Start of PASSAGE FOR REVIEW

The Thrombosis Center is a strategic addition to the Cleveland Clinic campus, focusing on both better patient outcomes and the furthering of research, according to Dr. McCrae, Director of the Benign Hematology program, and Alok Khorana, MD, Director of the Gastrointestinal Malignancies Program at Cleveland Clinic’s Taussig Cancer Institute. The center is overseen by four physicians from various disciplines and staffed full-time by nurse clinicians and physician assistants.
Dr. Khorana, who previously developed a widely used scoring system (Khorana Score) to predict cancer patients’ risk of developing thrombosis, says the center is a next logical step toward making care of cancer patients at risk of thrombosis “more patient-centered, while avoiding the unnecessary use of hospital resources.”

End of PASSAGE FOR REVIEW
Start of SUPPLIED MATERIAL

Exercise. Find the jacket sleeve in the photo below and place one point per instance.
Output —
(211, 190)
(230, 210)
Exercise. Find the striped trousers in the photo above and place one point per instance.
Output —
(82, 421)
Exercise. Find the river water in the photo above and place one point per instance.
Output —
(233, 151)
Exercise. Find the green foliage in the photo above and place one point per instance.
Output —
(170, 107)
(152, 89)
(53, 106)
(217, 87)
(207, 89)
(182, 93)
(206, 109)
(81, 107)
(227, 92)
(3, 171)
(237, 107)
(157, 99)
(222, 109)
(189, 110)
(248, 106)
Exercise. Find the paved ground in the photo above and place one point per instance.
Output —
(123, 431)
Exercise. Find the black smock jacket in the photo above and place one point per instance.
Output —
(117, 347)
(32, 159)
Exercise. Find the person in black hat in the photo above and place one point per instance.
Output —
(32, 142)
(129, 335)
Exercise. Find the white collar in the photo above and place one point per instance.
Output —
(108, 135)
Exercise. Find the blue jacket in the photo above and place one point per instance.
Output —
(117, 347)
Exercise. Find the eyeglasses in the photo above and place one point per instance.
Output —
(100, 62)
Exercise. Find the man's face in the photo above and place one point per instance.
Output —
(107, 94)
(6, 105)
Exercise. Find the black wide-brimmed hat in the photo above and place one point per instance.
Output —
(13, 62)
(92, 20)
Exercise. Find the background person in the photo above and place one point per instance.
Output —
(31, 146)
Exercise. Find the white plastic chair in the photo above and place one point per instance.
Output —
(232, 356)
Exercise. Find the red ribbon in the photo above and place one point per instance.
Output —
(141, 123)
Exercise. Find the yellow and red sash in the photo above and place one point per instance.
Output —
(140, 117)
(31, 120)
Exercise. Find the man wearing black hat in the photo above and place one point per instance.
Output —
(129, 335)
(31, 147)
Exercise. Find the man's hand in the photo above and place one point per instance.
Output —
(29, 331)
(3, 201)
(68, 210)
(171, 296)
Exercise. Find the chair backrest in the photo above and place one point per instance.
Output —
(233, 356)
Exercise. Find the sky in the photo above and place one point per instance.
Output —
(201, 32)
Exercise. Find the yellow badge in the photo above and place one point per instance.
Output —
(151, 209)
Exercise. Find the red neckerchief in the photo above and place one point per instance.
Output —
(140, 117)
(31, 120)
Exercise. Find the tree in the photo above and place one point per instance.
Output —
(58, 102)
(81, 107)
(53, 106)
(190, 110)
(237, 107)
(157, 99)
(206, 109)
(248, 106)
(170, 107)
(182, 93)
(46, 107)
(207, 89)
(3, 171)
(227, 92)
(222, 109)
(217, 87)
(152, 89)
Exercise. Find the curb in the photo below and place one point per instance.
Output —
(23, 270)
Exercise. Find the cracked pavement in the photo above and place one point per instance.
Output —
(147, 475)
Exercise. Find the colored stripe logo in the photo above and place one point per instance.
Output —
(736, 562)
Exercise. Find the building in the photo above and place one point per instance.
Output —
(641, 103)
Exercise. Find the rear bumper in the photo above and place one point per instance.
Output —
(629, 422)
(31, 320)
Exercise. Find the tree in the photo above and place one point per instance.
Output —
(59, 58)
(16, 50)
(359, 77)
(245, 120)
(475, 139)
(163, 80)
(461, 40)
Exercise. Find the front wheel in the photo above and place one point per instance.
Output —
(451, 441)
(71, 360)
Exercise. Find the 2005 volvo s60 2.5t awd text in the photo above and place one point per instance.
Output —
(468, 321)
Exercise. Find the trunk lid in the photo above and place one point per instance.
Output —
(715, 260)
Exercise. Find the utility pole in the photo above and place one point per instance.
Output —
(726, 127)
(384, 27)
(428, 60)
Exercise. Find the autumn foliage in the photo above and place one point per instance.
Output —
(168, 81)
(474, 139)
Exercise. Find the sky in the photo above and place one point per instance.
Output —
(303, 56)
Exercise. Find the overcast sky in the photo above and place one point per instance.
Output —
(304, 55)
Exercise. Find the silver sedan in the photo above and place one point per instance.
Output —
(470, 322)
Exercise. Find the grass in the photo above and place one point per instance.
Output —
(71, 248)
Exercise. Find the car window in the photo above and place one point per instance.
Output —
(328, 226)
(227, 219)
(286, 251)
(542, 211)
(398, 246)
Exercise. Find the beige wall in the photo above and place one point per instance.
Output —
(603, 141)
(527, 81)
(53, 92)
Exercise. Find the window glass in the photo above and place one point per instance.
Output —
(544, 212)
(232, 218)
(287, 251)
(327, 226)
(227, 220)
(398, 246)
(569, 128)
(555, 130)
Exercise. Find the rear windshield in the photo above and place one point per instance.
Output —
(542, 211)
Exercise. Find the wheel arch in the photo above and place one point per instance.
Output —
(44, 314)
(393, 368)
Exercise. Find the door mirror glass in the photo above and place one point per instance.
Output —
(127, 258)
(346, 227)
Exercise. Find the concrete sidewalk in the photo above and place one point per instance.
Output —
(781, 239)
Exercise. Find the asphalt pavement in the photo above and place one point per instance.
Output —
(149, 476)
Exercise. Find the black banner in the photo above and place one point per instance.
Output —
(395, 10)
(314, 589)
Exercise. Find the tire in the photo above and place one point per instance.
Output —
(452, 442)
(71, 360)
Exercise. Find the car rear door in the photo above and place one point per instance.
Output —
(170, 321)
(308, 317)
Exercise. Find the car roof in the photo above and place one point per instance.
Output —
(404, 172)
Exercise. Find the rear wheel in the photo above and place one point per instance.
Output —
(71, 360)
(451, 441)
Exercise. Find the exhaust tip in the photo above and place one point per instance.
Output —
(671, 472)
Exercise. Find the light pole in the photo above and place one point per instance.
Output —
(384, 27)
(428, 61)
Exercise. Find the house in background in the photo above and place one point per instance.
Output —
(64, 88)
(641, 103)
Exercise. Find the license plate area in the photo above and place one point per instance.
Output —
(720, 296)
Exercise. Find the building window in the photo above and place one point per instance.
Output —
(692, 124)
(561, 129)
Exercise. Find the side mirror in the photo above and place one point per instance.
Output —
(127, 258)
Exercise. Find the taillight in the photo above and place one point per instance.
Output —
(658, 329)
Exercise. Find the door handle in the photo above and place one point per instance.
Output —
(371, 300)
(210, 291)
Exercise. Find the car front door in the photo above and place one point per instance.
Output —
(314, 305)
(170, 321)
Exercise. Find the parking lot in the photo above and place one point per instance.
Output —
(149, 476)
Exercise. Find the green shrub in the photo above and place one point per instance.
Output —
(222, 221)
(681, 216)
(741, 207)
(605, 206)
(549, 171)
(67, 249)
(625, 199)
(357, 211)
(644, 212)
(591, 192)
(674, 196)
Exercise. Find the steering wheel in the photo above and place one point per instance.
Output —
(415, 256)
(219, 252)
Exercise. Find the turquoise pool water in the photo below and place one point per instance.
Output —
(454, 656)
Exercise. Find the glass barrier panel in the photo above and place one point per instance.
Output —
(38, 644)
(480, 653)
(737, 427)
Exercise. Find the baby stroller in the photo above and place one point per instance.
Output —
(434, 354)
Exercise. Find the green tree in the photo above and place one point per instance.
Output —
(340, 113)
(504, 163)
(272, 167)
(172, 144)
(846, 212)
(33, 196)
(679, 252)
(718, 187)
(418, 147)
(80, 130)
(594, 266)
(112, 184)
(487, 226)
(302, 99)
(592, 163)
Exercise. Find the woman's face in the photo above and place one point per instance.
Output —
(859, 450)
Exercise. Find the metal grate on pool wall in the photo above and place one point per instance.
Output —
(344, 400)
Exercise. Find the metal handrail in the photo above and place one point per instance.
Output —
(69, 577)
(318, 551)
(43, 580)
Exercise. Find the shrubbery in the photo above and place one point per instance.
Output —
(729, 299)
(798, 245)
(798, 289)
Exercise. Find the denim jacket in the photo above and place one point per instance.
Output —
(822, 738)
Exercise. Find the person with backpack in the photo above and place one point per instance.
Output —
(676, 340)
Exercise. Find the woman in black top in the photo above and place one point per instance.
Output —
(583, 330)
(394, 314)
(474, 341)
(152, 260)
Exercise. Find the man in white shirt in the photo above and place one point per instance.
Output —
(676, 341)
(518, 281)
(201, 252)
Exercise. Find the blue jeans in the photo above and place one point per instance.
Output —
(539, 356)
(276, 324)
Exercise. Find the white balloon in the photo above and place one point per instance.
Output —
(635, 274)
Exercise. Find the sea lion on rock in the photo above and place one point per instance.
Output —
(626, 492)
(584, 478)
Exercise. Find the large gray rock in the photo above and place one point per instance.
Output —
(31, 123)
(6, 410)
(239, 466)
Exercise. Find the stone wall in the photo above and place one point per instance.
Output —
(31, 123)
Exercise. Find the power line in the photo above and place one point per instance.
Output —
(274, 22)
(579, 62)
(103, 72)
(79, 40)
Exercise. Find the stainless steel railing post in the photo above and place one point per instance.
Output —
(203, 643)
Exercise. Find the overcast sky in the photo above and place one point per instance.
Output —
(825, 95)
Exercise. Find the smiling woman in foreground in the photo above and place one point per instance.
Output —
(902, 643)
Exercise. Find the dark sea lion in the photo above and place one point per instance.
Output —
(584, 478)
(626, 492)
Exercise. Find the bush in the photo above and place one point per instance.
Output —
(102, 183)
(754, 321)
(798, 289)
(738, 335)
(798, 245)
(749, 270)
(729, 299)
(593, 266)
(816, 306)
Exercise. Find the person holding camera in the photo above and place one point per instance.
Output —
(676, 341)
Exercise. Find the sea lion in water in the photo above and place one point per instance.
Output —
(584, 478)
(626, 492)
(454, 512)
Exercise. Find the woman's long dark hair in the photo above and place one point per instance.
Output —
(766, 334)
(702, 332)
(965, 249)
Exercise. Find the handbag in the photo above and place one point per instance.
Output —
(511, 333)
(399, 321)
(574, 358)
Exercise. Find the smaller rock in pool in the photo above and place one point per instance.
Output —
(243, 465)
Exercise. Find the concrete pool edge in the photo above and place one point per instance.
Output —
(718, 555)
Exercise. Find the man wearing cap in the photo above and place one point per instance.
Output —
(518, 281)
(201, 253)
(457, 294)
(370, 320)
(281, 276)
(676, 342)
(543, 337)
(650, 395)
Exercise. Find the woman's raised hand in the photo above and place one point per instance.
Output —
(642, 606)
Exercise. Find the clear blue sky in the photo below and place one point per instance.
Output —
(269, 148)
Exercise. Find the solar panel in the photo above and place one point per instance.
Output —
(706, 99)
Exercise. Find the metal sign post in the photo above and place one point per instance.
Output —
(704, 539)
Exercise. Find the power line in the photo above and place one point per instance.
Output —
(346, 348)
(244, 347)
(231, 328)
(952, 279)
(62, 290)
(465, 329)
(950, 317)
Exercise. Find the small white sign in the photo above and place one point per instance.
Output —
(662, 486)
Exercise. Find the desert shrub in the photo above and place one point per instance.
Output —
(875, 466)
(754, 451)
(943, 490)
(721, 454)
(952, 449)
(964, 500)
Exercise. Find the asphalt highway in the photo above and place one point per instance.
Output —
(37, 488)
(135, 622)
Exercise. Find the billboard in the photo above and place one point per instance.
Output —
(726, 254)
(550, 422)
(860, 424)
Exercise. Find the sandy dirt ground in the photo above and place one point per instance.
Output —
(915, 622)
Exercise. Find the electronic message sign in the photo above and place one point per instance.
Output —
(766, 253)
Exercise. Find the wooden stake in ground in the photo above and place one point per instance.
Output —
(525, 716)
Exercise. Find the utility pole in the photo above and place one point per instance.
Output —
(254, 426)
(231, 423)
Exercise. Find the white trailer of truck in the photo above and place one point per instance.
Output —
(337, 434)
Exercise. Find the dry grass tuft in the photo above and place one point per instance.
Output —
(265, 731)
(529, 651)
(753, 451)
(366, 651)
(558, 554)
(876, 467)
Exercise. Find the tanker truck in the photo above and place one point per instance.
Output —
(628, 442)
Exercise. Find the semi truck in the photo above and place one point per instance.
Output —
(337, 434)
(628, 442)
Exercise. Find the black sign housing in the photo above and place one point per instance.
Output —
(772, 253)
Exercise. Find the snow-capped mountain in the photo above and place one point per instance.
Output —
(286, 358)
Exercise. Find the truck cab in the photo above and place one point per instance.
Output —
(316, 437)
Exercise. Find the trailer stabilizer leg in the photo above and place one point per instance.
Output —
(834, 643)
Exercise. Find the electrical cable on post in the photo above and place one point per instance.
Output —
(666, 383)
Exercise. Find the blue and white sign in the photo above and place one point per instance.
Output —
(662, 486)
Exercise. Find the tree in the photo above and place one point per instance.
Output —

End of SUPPLIED MATERIAL

§ **PROBLEM 1**
How would this sentence from the Thrombosis Center passage read in Spanish: "The center is overseen by four physicians from various disciplines and staffed full-time by nurse clinicians and physician assistants."
§ **PROBLEM 2**
Can you take the Thrombosis Center passage further, picking up after its last sentence?

§ **ANSWER BOX 1**
El centro está supervisado por cuatro médicos de diversas disciplinas y cuenta con personal de tiempo completo formado por enfermeros clínicos y asistentes médicos.

§ **ANSWER BOX 2**
Dr. McCrae also directs a research lab that conducts translational studies at the clinical and basic levels to find more clues about the cellular and molecular mechanisms that lead to thrombosis in cancer patients. He says the cancer patients who come to the Thrombosis Center — on average two to three per day now — not only receive more efficient care, but are forming the foundation of a biorepository that holds samples from patients with various types of cancer that will aid in further research.
The translational approach to medical science is being formally backed by the National Institutes of Health, in hopes of formulating clinical and basic research into a two-way pipeline that speeds new diagnostics, treatments, technologies and pharmacologic discoveries to the hospital bedside and into the general population. Ultimately, the Cancer Thrombosis Center may also serve as a foundation for NIH-supported clinical and translational research.
The ultimate goal of the center, Dr. McCrae says, is to “standardize the approach to cancer-associated thrombosis and treat patients more effectively and efficiently.” One part of the center’s approach includes educating cancer patients with thrombosis to better involve them in their own care.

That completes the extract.